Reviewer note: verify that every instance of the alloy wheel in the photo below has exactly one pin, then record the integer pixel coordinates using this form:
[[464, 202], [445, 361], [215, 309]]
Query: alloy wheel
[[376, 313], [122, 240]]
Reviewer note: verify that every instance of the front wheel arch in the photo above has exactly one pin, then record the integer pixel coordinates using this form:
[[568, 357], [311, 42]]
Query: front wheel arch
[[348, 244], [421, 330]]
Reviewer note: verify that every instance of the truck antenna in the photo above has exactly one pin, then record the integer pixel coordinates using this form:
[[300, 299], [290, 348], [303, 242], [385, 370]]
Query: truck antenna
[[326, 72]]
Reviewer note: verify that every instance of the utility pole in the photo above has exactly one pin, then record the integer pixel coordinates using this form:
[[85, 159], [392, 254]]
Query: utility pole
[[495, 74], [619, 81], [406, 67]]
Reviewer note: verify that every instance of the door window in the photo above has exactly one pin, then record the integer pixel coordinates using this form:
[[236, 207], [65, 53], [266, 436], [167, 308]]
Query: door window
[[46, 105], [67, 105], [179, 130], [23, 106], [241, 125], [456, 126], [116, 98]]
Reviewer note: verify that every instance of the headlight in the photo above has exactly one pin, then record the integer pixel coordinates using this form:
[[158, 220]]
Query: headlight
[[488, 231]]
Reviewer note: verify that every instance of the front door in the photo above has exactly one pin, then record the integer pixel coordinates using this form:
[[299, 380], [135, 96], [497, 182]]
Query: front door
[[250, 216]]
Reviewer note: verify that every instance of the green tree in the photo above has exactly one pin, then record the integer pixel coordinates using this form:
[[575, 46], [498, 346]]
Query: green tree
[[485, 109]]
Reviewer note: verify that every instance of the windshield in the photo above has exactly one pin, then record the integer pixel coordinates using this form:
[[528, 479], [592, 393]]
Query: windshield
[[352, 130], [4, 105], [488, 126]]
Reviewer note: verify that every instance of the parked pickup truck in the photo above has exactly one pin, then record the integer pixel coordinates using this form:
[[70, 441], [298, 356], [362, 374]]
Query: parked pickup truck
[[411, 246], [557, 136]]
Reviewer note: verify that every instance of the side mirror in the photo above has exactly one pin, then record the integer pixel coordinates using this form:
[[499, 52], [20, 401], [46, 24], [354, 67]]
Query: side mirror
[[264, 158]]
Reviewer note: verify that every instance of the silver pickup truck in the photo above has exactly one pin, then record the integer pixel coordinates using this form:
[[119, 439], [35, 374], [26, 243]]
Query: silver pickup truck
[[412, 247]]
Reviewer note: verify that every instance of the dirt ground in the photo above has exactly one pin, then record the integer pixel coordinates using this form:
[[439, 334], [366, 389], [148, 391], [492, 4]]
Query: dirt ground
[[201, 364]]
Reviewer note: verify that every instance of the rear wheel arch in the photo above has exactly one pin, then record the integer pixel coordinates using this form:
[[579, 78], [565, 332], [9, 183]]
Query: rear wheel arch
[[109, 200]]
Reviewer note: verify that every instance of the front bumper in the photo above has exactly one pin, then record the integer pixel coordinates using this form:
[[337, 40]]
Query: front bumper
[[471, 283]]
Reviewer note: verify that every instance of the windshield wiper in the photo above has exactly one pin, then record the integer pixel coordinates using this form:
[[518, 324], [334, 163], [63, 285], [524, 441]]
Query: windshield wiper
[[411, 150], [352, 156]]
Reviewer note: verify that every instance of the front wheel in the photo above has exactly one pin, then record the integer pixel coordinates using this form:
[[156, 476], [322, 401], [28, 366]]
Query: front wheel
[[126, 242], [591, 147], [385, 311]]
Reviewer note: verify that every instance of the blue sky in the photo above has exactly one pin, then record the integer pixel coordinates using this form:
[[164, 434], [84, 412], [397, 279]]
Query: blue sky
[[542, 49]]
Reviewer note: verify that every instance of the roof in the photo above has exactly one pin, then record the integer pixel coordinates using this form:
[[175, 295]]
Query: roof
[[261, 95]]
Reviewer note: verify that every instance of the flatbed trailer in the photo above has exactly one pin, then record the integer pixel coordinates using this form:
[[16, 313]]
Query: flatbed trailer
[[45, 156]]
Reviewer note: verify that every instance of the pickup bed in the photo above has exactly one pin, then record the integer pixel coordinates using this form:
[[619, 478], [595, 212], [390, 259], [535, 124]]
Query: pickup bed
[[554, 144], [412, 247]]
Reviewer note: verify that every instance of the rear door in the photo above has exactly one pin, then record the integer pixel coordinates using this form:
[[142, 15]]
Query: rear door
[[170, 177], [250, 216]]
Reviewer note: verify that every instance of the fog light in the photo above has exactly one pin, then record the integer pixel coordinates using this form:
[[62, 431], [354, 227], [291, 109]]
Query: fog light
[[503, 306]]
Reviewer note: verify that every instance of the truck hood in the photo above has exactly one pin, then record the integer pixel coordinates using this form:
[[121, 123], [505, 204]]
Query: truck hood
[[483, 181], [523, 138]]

▸ INSTRUCTIONS TO FOLLOW: Rewrite all of the data above, putting "Annotator note" in place of each "Reviewer note" and keeping every other line and character unchanged.

▸ TASK RESULT:
Annotator note: verify that every instance of the alloy wheel in the photo below has exactly one pin, then record the integer pixel coordinates using this form:
[[464, 202], [445, 361], [215, 309]]
Query: alloy wheel
[[376, 313], [122, 240]]
Annotator note: verify that every instance of the front wheel arch in the photo above has exactly one pin, then record the integer pixel coordinates using this form:
[[568, 357], [311, 42]]
Query: front wheel arch
[[348, 244], [421, 330]]
Annotator note: verify that every instance of the truck antenna in the photo above has exactly one pin, then record the integer pixel coordinates using this form:
[[300, 299], [290, 348], [303, 242], [385, 370]]
Query: truck antenna
[[326, 72]]
Annotator note: verify that every instance of the utility pole in the photo above has exactly one pin, then record the integer pixel coordinates using this form:
[[85, 159], [392, 254]]
Query: utility pole
[[495, 74], [619, 81], [406, 67]]
Annotator note: verify that every instance of the door window in the photo above has exactly one pin, then record the integer pixel coordinates using this form:
[[236, 207], [65, 53], [266, 436], [167, 308]]
Query: door window
[[46, 105], [67, 105], [179, 130], [23, 106], [241, 125], [456, 126], [116, 98]]
Annotator note: verify that every instance of the headlight in the photo above has exactly one pin, then record the integer pixel coordinates using this form:
[[158, 220]]
Query: headlight
[[488, 231]]
Annotator note: verify that every instance of the front door in the photo above has exactly one pin, then record the integer pixel coordinates using this form:
[[299, 380], [135, 96], [497, 182]]
Query: front door
[[250, 216]]
Annotator note: verify that every instance of the green tree in the photo above has exactly one pin, then record the integer pixel coordinates using this form:
[[575, 46], [498, 346]]
Query: green tree
[[485, 109]]
Annotator note: verify that every instance of the windshield in the photo above has exactly one pin, then record the integer pixel coordinates using this form:
[[528, 479], [592, 393]]
Query: windshield
[[352, 130], [4, 105], [488, 126]]
Annotator note: verify that every instance of the parked pickup truck in the photo above has exactly one pin, then record the integer pixel coordinates using this form:
[[70, 441], [298, 356], [362, 374]]
Query: parked pickup truck
[[411, 246], [557, 136]]
Annotator note: verify that every instance of the side mirror in the photo above has exactly one pin, then record the integer pixel coordinates using this form:
[[499, 52], [20, 401], [46, 24], [354, 67]]
Query: side mirror
[[264, 158]]
Annotator note: verify that every instance of the silver pickup truck in the photo above has exactly one pin, then record the integer pixel coordinates using this form:
[[119, 439], [35, 374], [26, 243]]
Query: silver pickup truck
[[412, 247]]
Annotator note: verify that every instance of the dirt ground in the photo above has exactly one pin, then record the integer pixel coordinates using this form:
[[439, 334], [366, 389], [148, 391], [492, 4]]
Query: dirt ground
[[201, 364]]
Annotator note: verify that every instance of the rear wheel arch in the photo above has exactly one pin, then record the integer pixel coordinates using this form:
[[579, 78], [565, 332], [9, 183]]
Query: rear wheel arch
[[109, 200]]
Annotator note: verify that every instance of the front bumper in the photo above has exactly one pin, then record the integer pixel coordinates using this form:
[[337, 40]]
Query: front bumper
[[471, 283]]
Annotator note: verify that every instance of the windshield wiper in the photo above has exactly one pin, then record the integer pixel coordinates using this form:
[[518, 324], [334, 163], [63, 285], [524, 441]]
Query: windshield wiper
[[411, 150], [352, 156]]
Annotator note: verify that every instance of the front wheel in the photo above has exactly one pin, then record the integer pixel coordinates using this form:
[[156, 476], [322, 401], [28, 366]]
Query: front wheel
[[126, 242], [591, 147], [385, 311]]
Annotator note: verify that every instance of the blue sky in the photo above has exactly one pin, then record the integer pixel coordinates using this form:
[[164, 434], [84, 412], [397, 279]]
Query: blue sky
[[542, 49]]
Annotator note: verify that every instance of the roof in the photo above has exactly one pin, then record the integer pixel coordinates using this form:
[[175, 295]]
Query: roof
[[261, 95]]
Annotator note: verify that every instance of the flatbed trailer in the photo above has exactly one pin, then record the integer pixel coordinates using this form:
[[16, 313]]
Query: flatbed trailer
[[45, 156]]
Annotator note: verify that every instance of the pickup bed in the photo above has exactly one pin, then record the integer pixel coordinates using this form:
[[619, 478], [595, 212], [390, 259], [535, 124]]
Query: pickup bed
[[554, 144], [412, 247]]
Annotator note: verify that every instance of the rear door in the photo above has exactly one pin, then record the integer pixel coordinates using this form:
[[142, 15]]
Query: rear door
[[170, 177], [250, 216]]
Annotator note: verify that every instance of the fog light in the photo above has exactly one pin, then record the integer pixel coordinates using this form:
[[62, 431], [354, 227], [291, 109]]
Query: fog light
[[503, 306]]
Annotator note: verify that every instance of the truck hood in the photo above has exactly one pin, then record the integer pixel coordinates using this form:
[[121, 123], [505, 204]]
Query: truck hood
[[483, 181], [523, 138]]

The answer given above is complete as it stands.